-- Records shown start --

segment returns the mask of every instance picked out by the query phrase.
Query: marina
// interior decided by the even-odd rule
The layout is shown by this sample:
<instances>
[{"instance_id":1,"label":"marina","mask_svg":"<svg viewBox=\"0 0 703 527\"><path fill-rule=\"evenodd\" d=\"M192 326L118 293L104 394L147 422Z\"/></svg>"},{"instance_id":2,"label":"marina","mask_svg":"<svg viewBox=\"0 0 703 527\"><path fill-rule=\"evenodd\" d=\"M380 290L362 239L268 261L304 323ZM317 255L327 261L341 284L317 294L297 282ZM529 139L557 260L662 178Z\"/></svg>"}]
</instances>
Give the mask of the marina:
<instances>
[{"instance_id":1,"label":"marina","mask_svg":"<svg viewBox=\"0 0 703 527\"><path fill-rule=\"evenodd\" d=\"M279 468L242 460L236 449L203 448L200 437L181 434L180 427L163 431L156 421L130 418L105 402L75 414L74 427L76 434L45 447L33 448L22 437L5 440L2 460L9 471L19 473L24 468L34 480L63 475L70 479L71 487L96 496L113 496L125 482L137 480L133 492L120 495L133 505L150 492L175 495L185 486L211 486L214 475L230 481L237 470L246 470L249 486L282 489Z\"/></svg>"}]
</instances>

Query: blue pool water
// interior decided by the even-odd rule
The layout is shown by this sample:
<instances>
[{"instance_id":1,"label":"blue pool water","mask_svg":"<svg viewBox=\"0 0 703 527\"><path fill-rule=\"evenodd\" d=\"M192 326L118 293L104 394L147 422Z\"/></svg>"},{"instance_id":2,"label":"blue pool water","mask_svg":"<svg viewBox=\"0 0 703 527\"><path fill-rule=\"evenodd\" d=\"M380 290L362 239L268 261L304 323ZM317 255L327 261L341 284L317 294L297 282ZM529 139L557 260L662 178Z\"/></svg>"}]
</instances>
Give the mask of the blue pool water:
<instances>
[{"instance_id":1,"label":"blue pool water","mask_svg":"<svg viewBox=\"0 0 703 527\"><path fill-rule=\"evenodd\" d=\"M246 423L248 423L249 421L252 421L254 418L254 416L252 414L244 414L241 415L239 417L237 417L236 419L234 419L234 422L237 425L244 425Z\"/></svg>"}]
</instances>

-- Records shown end --

→ What you will do
Pull out each line of the listing above that contains the word "Give".

→ Result for this exercise
Give the mask of the marina:
Give the mask of the blue pool water:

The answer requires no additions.